Request:
Retype the records below word for word and omit any image.

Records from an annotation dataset
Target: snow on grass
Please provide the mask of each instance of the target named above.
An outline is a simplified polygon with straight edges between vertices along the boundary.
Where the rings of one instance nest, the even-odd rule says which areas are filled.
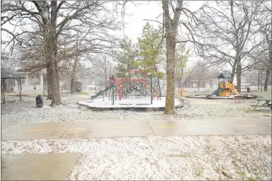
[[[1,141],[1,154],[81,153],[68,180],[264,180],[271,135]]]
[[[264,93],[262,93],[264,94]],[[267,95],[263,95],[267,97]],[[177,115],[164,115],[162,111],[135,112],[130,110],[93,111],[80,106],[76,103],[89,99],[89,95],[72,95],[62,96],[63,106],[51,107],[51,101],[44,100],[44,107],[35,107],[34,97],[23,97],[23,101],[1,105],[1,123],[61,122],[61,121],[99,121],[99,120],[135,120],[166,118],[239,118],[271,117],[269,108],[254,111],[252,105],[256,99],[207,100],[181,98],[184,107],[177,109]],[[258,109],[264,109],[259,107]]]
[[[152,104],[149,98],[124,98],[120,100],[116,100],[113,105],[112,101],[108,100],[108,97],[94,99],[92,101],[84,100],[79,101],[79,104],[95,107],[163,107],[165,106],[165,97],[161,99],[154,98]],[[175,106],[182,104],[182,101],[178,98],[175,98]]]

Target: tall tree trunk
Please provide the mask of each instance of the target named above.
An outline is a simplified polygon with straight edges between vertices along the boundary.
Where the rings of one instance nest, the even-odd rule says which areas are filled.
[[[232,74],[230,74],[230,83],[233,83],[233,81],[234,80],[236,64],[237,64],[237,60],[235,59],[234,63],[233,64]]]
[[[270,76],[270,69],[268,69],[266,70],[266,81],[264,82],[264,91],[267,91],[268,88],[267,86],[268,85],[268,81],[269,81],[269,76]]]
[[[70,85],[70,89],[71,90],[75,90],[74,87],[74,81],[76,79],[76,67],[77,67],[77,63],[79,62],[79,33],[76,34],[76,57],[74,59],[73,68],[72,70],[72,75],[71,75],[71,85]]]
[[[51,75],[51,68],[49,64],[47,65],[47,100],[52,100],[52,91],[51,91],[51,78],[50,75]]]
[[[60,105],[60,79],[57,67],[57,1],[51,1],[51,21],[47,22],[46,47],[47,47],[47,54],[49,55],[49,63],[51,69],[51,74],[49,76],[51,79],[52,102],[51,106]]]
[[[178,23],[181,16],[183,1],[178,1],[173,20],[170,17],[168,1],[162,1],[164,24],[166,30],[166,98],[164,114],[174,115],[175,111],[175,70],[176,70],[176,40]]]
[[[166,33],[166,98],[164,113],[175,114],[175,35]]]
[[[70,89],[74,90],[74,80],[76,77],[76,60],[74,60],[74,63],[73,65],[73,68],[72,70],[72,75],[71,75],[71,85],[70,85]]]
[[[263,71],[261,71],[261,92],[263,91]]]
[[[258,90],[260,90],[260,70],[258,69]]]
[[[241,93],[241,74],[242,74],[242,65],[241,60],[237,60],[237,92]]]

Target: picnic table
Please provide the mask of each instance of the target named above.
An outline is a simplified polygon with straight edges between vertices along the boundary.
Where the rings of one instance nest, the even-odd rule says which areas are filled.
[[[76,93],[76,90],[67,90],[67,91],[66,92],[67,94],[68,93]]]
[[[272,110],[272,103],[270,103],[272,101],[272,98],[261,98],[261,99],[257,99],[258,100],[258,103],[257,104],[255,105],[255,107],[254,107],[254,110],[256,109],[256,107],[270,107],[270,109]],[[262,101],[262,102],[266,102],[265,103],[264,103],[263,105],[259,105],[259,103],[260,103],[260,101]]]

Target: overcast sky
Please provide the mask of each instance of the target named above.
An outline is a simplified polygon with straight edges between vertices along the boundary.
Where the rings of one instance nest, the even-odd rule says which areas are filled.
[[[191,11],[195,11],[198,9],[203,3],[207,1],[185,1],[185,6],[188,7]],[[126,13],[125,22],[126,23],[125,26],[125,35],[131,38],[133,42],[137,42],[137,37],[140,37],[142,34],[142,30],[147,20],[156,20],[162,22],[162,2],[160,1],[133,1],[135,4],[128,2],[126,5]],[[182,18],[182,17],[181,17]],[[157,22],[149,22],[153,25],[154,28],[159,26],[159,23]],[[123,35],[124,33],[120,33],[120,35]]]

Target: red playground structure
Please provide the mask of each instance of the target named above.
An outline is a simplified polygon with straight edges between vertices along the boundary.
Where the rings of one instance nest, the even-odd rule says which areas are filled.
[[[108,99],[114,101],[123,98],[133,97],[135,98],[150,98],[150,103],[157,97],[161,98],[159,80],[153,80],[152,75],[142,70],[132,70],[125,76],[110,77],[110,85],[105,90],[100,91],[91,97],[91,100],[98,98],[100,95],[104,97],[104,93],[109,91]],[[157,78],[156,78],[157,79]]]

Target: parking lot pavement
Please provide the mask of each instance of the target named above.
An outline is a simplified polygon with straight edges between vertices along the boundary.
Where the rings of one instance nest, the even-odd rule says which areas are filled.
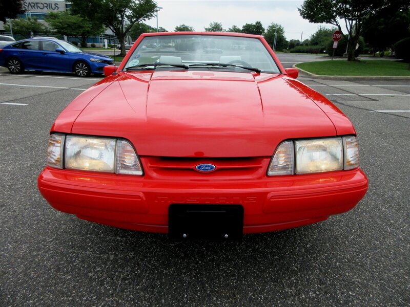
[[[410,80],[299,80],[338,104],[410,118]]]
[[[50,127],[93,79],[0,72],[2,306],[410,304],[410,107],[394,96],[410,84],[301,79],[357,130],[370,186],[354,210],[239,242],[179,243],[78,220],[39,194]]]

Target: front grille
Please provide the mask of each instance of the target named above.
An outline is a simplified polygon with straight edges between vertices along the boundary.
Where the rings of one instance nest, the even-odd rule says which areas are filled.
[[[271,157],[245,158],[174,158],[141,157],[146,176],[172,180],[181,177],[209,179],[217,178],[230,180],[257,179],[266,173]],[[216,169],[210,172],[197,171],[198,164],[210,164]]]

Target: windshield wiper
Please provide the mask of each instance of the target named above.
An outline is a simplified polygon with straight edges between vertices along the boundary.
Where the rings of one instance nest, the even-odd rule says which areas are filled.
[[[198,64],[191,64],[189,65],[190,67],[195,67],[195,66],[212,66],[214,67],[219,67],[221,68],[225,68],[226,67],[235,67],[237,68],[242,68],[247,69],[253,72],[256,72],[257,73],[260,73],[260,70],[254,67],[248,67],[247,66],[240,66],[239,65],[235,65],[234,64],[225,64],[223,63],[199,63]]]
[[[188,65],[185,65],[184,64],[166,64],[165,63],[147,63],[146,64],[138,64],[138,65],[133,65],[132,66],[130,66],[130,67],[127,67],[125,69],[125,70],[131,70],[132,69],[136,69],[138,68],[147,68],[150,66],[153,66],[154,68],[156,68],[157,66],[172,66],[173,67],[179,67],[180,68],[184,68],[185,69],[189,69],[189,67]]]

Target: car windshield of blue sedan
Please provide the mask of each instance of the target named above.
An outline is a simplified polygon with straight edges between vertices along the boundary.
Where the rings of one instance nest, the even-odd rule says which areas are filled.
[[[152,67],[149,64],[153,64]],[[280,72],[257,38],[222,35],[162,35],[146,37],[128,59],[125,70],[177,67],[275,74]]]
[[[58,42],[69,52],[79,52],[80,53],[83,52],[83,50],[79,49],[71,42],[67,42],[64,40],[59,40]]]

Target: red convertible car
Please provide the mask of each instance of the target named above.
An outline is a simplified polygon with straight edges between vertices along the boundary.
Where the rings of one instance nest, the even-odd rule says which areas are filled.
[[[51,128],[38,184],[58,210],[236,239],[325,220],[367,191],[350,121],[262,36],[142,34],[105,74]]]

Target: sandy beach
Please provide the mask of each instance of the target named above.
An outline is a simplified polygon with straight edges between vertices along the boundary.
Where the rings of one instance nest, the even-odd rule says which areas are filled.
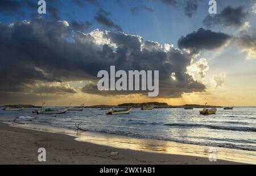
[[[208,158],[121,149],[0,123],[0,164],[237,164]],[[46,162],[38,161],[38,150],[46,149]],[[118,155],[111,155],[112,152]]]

Exercise output:
Target: snow on grass
Please provide the mask of each instance of the target named above.
An outline is a simplified polygon with straight edges between vertices along the boundary.
Where the rings of one instance nest, the even-odd rule says which areas are filled.
[[[1,141],[1,154],[81,153],[68,180],[264,180],[271,135]]]
[[[264,93],[262,93],[264,94]],[[267,95],[263,95],[267,97]],[[177,115],[164,115],[162,111],[135,112],[130,110],[93,111],[80,106],[76,103],[89,99],[89,95],[72,95],[62,96],[63,106],[51,107],[51,101],[44,100],[44,107],[35,107],[34,97],[23,97],[23,101],[1,105],[1,123],[61,122],[61,121],[99,121],[99,120],[135,120],[166,118],[239,118],[271,117],[269,108],[254,111],[252,105],[256,99],[207,100],[181,98],[184,107],[177,109]],[[258,109],[264,109],[259,107]]]
[[[152,104],[149,98],[124,98],[120,100],[116,100],[113,105],[112,101],[108,100],[108,97],[94,99],[92,101],[84,100],[79,101],[79,104],[95,107],[163,107],[165,106],[165,97],[161,99],[154,98]],[[175,106],[182,104],[182,101],[178,98],[175,98]]]

Target: tall tree trunk
Please provide the mask of each instance of the target named above.
An outline is a simplified polygon with straight edges between vertices along the boundary.
Where the rings of one instance nest, the even-odd rule says which areas are filled.
[[[232,74],[230,74],[230,83],[233,83],[233,81],[234,80],[236,64],[237,64],[237,60],[235,59],[234,63],[233,64]]]
[[[270,76],[270,69],[268,69],[266,70],[266,81],[264,82],[264,91],[267,91],[268,88],[267,86],[268,85],[268,81],[269,81],[269,76]]]
[[[70,85],[70,89],[71,90],[75,90],[74,87],[74,81],[76,79],[76,67],[77,67],[77,63],[79,62],[79,33],[76,34],[76,57],[74,59],[73,68],[72,70],[72,75],[71,75],[71,85]]]
[[[51,75],[51,68],[49,64],[47,65],[47,100],[52,100],[52,91],[51,91],[51,78],[50,75]]]
[[[60,105],[60,79],[57,67],[57,1],[51,1],[51,21],[47,22],[46,47],[47,47],[47,54],[49,55],[49,63],[51,69],[51,74],[49,76],[51,79],[52,102],[51,106]]]
[[[178,23],[181,16],[183,1],[178,1],[173,20],[170,17],[168,1],[162,1],[164,24],[166,30],[166,98],[164,114],[174,115],[175,111],[175,70],[176,70],[176,40]]]
[[[166,33],[166,98],[164,113],[175,114],[175,35]]]
[[[70,89],[74,90],[74,80],[76,77],[76,60],[74,60],[74,63],[73,65],[73,68],[72,70],[72,75],[71,75],[71,85],[70,85]]]
[[[263,71],[261,71],[261,92],[263,91]]]
[[[258,90],[260,90],[260,70],[258,69]]]
[[[241,93],[241,74],[242,74],[242,65],[241,60],[237,60],[237,92]]]

Target: picnic table
Please provide the mask of each instance of the target named above.
An outline is a simplified polygon with straight edges between vertices along the boundary.
Where the rings of one instance nest, the even-odd rule says which areas are filled.
[[[76,93],[76,90],[67,90],[67,91],[66,92],[67,94],[68,93]]]
[[[272,110],[272,103],[270,103],[272,101],[272,98],[261,98],[261,99],[257,99],[258,100],[258,103],[257,104],[255,105],[255,107],[254,107],[254,110],[256,109],[256,107],[270,107],[270,109]],[[262,101],[262,102],[266,102],[265,103],[264,103],[263,105],[259,105],[259,103],[260,103],[260,101]]]

Target: overcast sky
Please provide the mask of each instance of the target named above.
An outline is a simplified polygon with straight edges between vertices along the boundary.
Where the rings of one instance nest, the even-odd rule says which areas are filled.
[[[191,11],[195,11],[198,9],[203,3],[207,1],[185,1],[185,6],[188,7]],[[126,13],[125,22],[126,23],[125,26],[125,35],[131,38],[133,42],[137,42],[137,37],[140,37],[142,34],[142,30],[147,20],[156,20],[162,22],[162,2],[160,1],[133,1],[135,4],[128,2],[126,5]],[[182,18],[182,17],[181,17]],[[157,22],[149,22],[153,25],[154,28],[159,26],[159,23]],[[123,35],[124,33],[120,33],[120,35]]]

Target: red playground structure
Please provide the mask of each instance of the target named above.
An outline is a simplified polygon with straight edges between vertices along the boundary.
Where the rings of one instance nest, the even-odd rule says which areas are filled.
[[[108,99],[114,101],[123,98],[133,97],[135,98],[150,98],[150,103],[157,97],[161,98],[159,80],[153,80],[152,75],[142,70],[132,70],[125,76],[110,77],[110,85],[105,90],[100,91],[91,97],[91,100],[98,98],[100,95],[104,97],[104,93],[109,91]],[[157,78],[156,78],[157,79]]]

Target: parking lot pavement
Please provide the mask of each instance of the target named above.
An outline is a simplified polygon with straight edges between vertices along the boundary.
Where the rings of one instance nest, the even-odd rule says which areas are filled.
[[[410,80],[299,80],[338,104],[410,118]]]
[[[50,127],[93,79],[0,72],[2,306],[410,304],[410,107],[394,96],[410,84],[301,79],[357,130],[370,186],[354,210],[239,242],[179,243],[78,220],[39,194]]]

Target: front grille
Please provide the mask of each instance of the target named above.
An outline is a simplified polygon with straight edges between vertices along the boundary.
Where the rings of one instance nest, the even-odd rule says which areas are filled.
[[[271,157],[245,158],[174,158],[141,157],[146,176],[172,180],[181,177],[209,179],[217,178],[230,180],[257,179],[266,173]],[[216,169],[210,172],[197,171],[198,164],[210,164]]]

Target: windshield wiper
Please provide the mask of each instance of the target named above.
An outline is a simplified polygon with straight edges between vertices along the boundary.
Where the rings of one instance nest, the even-odd rule says which areas are filled.
[[[198,64],[191,64],[189,65],[190,67],[195,67],[195,66],[212,66],[214,67],[219,67],[221,68],[225,68],[226,67],[235,67],[237,68],[242,68],[247,69],[253,72],[256,72],[257,73],[260,73],[260,70],[254,67],[248,67],[247,66],[240,66],[239,65],[235,65],[234,64],[225,64],[223,63],[199,63]]]
[[[188,65],[185,65],[184,64],[166,64],[165,63],[147,63],[146,64],[138,64],[138,65],[133,65],[132,66],[130,66],[130,67],[127,67],[125,69],[125,70],[131,70],[132,69],[136,69],[138,68],[147,68],[150,66],[153,66],[154,68],[156,68],[157,66],[172,66],[173,67],[179,67],[180,68],[184,68],[185,69],[189,69],[189,67]]]

Target: car windshield of blue sedan
Please provide the mask of each instance of the target named above.
An outline is a simplified polygon with straight edges between vertices along the boundary.
Where the rings of one instance nest, the even-odd rule says which areas are filled.
[[[152,67],[149,64],[153,64]],[[280,72],[257,38],[222,35],[162,35],[146,37],[128,59],[125,70],[177,67],[275,74]]]
[[[58,42],[69,52],[79,52],[80,53],[83,52],[83,50],[79,49],[71,42],[67,42],[64,40],[59,40]]]

Target: red convertible car
Please provide the mask of each instance of the target named above.
An outline is a simplified polygon with straight edges between vertices along the boundary.
Where the rings of one instance nest, the even-odd rule says which areas are filled.
[[[51,128],[38,184],[58,210],[236,239],[325,220],[367,191],[350,121],[262,36],[142,34],[105,74]]]

Target: sandy beach
Please provide the mask of each instance of the target named above.
An outline is a simplified polygon with straight edges between vertices along the boundary.
Where the rings of one instance nest, the even-odd rule says which areas are filled.
[[[208,158],[121,149],[0,123],[0,164],[237,164]],[[46,162],[38,161],[38,150],[46,149]],[[118,155],[111,155],[112,152]]]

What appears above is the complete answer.